WHAT NEEDS TO BE DONE: Precise copying is required. Return the data below in full.

[[ TASK DATA open ]]

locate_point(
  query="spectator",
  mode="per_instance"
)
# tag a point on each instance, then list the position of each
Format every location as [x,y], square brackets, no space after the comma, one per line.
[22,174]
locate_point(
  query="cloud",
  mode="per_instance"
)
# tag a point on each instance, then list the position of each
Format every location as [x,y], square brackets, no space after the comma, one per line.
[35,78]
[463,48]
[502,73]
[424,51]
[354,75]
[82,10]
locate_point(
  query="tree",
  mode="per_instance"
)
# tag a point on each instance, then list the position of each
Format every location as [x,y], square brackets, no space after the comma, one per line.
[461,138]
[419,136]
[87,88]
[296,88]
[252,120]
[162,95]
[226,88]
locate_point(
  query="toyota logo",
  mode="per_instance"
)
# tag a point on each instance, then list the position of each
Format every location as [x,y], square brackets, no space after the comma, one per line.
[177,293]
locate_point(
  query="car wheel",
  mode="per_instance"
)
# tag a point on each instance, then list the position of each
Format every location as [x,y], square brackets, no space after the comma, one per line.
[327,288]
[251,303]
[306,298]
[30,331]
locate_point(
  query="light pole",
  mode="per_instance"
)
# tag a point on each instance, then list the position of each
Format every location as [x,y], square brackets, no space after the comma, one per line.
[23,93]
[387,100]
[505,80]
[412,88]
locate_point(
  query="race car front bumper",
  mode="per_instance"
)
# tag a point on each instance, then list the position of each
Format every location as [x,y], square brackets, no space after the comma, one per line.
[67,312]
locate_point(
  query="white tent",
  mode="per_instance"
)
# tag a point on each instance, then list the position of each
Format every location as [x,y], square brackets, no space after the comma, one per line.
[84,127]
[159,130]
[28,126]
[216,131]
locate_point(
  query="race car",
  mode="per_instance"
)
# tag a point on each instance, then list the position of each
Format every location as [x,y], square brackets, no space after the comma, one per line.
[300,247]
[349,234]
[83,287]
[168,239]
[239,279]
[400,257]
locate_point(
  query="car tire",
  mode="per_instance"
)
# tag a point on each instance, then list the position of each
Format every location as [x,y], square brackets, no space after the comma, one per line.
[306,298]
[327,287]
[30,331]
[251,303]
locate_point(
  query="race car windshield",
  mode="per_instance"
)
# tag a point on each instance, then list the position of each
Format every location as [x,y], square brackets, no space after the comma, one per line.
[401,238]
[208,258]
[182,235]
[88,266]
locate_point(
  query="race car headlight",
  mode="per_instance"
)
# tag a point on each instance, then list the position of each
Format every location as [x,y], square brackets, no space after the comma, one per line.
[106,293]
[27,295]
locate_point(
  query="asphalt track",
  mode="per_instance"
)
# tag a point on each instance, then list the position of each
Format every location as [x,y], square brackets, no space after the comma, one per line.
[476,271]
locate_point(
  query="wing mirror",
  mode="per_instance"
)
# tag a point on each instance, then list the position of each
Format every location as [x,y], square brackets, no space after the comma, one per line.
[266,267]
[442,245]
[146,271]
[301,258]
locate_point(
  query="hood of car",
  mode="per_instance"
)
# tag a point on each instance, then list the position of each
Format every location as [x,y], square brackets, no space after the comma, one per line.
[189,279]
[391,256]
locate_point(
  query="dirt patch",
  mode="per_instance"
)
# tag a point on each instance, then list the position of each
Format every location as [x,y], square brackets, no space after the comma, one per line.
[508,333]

[[ TASK DATA closed ]]

ANSWER TO THIS TASK:
locate_point(
  query="spectator",
  mode="per_instance"
)
# tag a point on each instance, then list the position of each
Format every location as [x,y], square brackets, no space after the comma, one per line.
[22,174]
locate_point(
  query="cloud",
  mode="per_instance"
)
# tag a point on each instance, then list the position of each
Format every location as [x,y], square brackets, no space after the comma, one per line.
[35,78]
[463,48]
[502,73]
[424,51]
[354,75]
[82,10]
locate_point(
  query="tree",
  mode="per_instance"
)
# tag a point on each instance, then list the position of each
Format every location as [x,y], square brackets, no space after the comma, one per line.
[461,138]
[419,136]
[87,88]
[296,88]
[252,120]
[162,95]
[226,88]
locate_point(
  query="toyota logo",
  mode="per_instance"
)
# tag a point on each instance, then list the position of each
Format every location as [x,y], square brackets, no space after the comma, one per line.
[177,293]
locate_point(
  query="car wheel",
  mode="per_instance"
)
# tag a point on each instance, then list the position of each
Format every location as [x,y], square brackets, no space after the comma, one per line.
[327,288]
[251,303]
[306,298]
[30,331]
locate_point(
  query="light pole",
  mode="per_instance"
)
# tag a point on each instance, then list the position of each
Format every location as [x,y], square brackets, no space after the comma, one per line.
[23,93]
[387,100]
[505,80]
[412,88]
locate_point(
  query="race car front bumper",
  mode="per_instance"
)
# tag a point on each instance, then list the position of each
Format every location as [x,y], square brackets, no space after the comma, one per line.
[67,312]
locate_point(
  query="white tent",
  mode="per_instance"
)
# tag a point on each instance, then list the position of each
Format every location as [x,y], square brackets, no space after the comma, one per line.
[84,127]
[159,130]
[28,126]
[216,131]
locate_point(
  query="race car",
  mode="per_instance"
)
# tag a point on each instance, then list the position of each
Format every location as [x,y], square brackets, no space after the comma, one per line.
[300,247]
[349,234]
[83,287]
[168,239]
[239,279]
[400,257]
locate_point(
  query="car tire",
  mode="per_instance"
)
# tag a point on each instance, then list the position of each
Format every location as [x,y], square brackets, no space after the comma, one per line.
[306,298]
[327,287]
[30,331]
[251,303]
locate_point(
  query="race car windshield",
  mode="per_instance"
)
# tag a point on each instance, then list the position of each
Format every location as [x,y], square brackets, no space after the comma, one per line.
[401,238]
[208,258]
[182,235]
[88,266]
locate_point(
  query="race car headlight",
  mode="per_instance"
)
# tag a point on each instance, then list the position of each
Format every location as [x,y], square brackets, no space after the comma, one per line.
[106,293]
[27,295]
locate_point(
  query="asphalt track",
  mode="per_instance"
)
# tag a point on each instance, then list the position of each
Format every location as [x,y], square brackets, no space after the comma, one per line.
[476,271]
locate_point(
  query="wing mirror",
  mode="per_instance"
)
# tag a point on each instance, then list the position of each
Format every location as [x,y], square brackets, no space after the comma, one per line.
[266,267]
[442,245]
[146,271]
[301,258]
locate_point(
  query="hood of car",
  mode="per_instance"
)
# tag a point on each instance, then list the position of each
Format every location as [x,y], square brackets, no space after the comma, one per line.
[189,279]
[391,256]
locate_point(
  query="dirt patch",
  mode="per_instance"
)
# tag a point on each instance, then list the position of each
Format every location as [x,y], square brackets, no space after the comma, one per line.
[508,333]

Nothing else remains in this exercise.